Rewrite the records from the line with "Draw the outline of every instance of the **boulder**" through the line with "103 340 L 103" as a two-column CSV with the header row text,answer. Give one row per record, with each field in double quotes and its line breaks replaced by spaces.

** START OF Raw data **

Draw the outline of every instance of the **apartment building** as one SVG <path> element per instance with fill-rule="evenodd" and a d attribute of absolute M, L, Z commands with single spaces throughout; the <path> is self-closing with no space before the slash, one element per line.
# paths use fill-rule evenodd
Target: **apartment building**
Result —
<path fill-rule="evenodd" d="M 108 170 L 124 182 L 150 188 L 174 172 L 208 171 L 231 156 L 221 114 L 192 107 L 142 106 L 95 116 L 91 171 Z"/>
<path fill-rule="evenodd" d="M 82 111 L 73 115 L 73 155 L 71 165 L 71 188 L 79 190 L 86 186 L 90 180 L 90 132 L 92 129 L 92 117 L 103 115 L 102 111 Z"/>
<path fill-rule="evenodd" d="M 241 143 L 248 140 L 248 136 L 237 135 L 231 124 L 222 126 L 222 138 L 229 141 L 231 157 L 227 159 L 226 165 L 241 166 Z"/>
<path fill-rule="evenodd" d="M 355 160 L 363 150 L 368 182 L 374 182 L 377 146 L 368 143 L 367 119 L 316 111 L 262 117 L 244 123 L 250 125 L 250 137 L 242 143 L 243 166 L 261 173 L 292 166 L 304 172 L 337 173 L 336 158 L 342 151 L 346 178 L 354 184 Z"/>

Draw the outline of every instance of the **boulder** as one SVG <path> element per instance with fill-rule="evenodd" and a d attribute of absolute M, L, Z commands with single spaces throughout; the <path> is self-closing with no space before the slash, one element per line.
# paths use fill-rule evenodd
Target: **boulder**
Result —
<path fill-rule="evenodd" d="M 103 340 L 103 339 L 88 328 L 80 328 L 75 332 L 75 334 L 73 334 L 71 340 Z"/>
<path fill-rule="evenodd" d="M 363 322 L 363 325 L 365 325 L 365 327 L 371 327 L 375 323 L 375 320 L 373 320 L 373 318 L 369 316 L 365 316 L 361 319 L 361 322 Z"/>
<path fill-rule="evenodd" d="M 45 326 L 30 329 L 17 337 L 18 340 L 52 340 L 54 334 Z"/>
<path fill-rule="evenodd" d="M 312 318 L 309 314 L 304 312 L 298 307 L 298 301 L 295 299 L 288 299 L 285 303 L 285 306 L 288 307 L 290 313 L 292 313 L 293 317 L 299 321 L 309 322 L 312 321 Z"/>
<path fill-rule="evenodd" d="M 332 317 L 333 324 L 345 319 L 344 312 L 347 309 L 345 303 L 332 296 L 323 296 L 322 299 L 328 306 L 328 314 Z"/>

** END OF Raw data **

- _Finished task_
text,answer
"Draw the outline of every instance of the **boulder** as one SVG <path> element per instance with fill-rule=""evenodd"" and a d attribute of absolute M, L, Z commands with single spaces throughout; the <path> is self-closing with no space before the slash, one element per line. # paths use fill-rule evenodd Target: **boulder** Result —","<path fill-rule=""evenodd"" d=""M 103 340 L 103 339 L 88 328 L 80 328 L 75 332 L 75 334 L 73 334 L 71 340 Z""/>"